To compensate for the reduced weight on the front end, the nose has additional downforce.
Pirelli developed 19in P Zero tyres for the Huracan Dash 2, with a softer compound at the front and a harder one at the rear while steel brakes with aluminum brake disc calipers have been contoured for weight reduction.
The Dash 2 has a 5.2-litre, V10 naturally aspirated, mid-mounted engine with 426kW of power and 540Nm of torque, with the 4WD at 449kW/560Nm.
It retains the seven-speed dual clutch transmission with the Strada, Sport and Corsa driving modes recalibrated to suit the rear-wheel-drive.
At the Philip Island media event, part of the three-day Lamborghini Esperienza for Asia Pacific customers, the motoring journalists weren’t given the change to test the top speed limit, instead over three separate drive sessions on the track we gradually pushed the performance of the vehicle.
Before we drove the Huracan Dash 2 on the track ourselves, we were passengers in the rear-wheel-drive coupe with one of Lamborghini’s driving instructors who explained to us the famous undulating Phillip Island Gran Prix circuit with its blind corners.
Lap one had an instructor in a Huracan, leading myself and a fellow journalist on the track with our Dash 2 cars in Strada mode.
The instructor demonstrated the approach to each corner — and the infamous hill that you breach blind only to encounter a hairpin corner.
The lap certainly didn’t test the Huracan as we took the straight at a sedate 130km/h — as dictated by the instructor.
Lap two solo saw just myself, with a instructor piloting me around the track. Just before we left the pits he said to “have fun”.
Hey, that’s what this vehicle is all about.
The Dash 2 was now in Sport mode and not only did the Huracan performance alter dramatically but it was my first glimpse at what makes this version of the coupe so special.
Though many customers may have opted for the stability and speed from the all-wheel-drive Huracan LP 610-4, when it comes to fun you can’t go past the Dash 2.
With the rise and fall of the track, on entering each corner at speed the nose of the Huracan dips down, the rear nipping into oversteer mode, flicking to the side, but as you power out, the coupe fluidly aligns itself without any feel of instability.

::::

▶ Aim:
Carry on the Huracan Dash 2 track test review from its final sentence. Leave the listing out of this work entirely.

▶ Stored data:
::::

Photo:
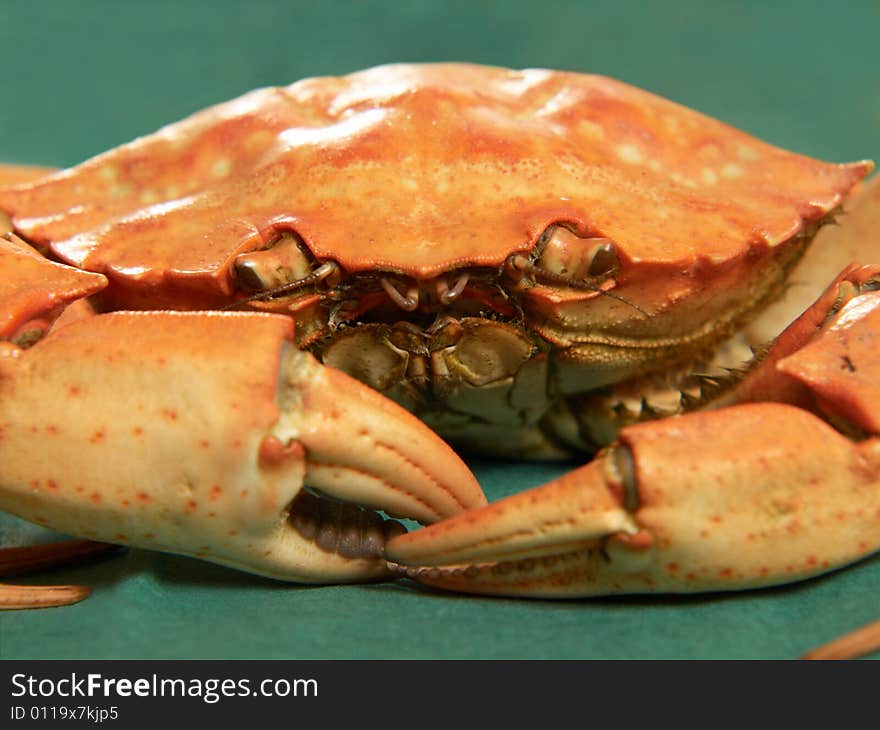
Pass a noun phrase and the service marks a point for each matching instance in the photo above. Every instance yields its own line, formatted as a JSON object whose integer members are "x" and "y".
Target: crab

::::

▶ Exercise answer:
It can sometimes be terrifying when you enter a corner at high speed on a track and worry that the sports car is going to teach you a lesson with flick.
You don’t want to be “that” motoring writer who spins off the track.
But the Dash 2 has been calibrated to allow for the exhilarating sideways action at speed without being cavalier.
In Sport mode there is also the insurance that if you go too fast, the ESP will take control back via the brakes.
I could have gone faster but the instructor in the pilot car was still dictating the speed.
Before the straight, the Lamborghini driving team had set up a cone chicane to try to slow us.
But I realised that instead of braking you could actually use the s-shaped cone chicane to implement the Scandinavian Flick (a rally move), that gives you momentum out of the bend and I could hit the straight at a solid speed.
The ability to implement this manoeuvre also highlighted the difference between the AWD and this rear-wheel Huracan, as you can get the most out of the vehicle.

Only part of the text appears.